[Collected data entries]
-------------------------
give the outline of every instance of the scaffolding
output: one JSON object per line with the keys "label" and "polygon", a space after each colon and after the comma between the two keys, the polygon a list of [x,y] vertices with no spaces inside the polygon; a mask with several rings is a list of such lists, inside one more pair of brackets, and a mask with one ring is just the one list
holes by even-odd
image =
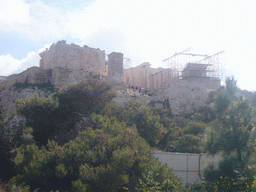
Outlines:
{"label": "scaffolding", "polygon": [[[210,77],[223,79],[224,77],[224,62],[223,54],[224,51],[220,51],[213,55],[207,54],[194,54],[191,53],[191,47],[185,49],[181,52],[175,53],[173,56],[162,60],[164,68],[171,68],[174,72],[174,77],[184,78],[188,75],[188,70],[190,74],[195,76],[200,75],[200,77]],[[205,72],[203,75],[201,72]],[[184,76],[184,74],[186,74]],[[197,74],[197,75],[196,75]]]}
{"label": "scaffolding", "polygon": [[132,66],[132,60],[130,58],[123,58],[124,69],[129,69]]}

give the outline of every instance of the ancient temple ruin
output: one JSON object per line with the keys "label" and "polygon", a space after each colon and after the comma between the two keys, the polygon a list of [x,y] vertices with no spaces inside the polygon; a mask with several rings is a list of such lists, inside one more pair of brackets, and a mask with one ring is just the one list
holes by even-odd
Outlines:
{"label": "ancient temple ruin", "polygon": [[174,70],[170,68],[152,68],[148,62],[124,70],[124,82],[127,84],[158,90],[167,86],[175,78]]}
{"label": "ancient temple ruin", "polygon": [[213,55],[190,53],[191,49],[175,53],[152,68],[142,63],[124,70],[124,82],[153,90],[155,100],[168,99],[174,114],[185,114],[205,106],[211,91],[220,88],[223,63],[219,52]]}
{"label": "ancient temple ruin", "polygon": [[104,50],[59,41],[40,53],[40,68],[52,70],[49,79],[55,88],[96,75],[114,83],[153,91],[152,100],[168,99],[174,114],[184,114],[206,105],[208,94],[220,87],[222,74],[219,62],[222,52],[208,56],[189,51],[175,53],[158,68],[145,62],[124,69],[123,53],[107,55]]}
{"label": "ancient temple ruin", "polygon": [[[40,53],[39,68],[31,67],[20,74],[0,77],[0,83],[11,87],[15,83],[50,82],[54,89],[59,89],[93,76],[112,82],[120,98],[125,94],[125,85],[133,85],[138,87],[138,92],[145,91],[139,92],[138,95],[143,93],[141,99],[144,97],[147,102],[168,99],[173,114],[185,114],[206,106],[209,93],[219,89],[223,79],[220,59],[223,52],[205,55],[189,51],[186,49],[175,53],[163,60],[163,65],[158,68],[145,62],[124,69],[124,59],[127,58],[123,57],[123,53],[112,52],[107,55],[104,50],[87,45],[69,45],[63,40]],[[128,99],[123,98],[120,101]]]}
-------------------------
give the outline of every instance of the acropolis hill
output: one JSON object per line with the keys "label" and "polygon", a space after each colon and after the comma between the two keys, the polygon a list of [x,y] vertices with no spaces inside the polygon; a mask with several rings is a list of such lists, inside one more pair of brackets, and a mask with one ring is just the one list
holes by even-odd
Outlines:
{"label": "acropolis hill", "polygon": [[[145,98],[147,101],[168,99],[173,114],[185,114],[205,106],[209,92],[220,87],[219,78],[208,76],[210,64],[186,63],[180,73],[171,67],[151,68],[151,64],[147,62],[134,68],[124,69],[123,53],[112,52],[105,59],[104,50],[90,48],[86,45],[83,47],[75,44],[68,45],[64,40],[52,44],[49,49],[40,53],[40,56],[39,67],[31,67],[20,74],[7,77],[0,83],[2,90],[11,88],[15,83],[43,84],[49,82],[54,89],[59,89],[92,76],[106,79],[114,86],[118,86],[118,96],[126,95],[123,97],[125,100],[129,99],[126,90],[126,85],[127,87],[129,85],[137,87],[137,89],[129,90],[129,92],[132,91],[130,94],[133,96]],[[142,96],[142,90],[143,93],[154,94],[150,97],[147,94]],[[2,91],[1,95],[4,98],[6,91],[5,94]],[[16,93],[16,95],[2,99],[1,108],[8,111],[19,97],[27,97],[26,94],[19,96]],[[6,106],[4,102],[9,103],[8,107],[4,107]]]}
-------------------------
### REQUIREMENT
Copy each line from the entries above that has the word "give" in it.

### RESPONSE
give the outline of every instance of the scaffolding
give the outline of every instance of the ancient temple ruin
give the outline of every instance of the acropolis hill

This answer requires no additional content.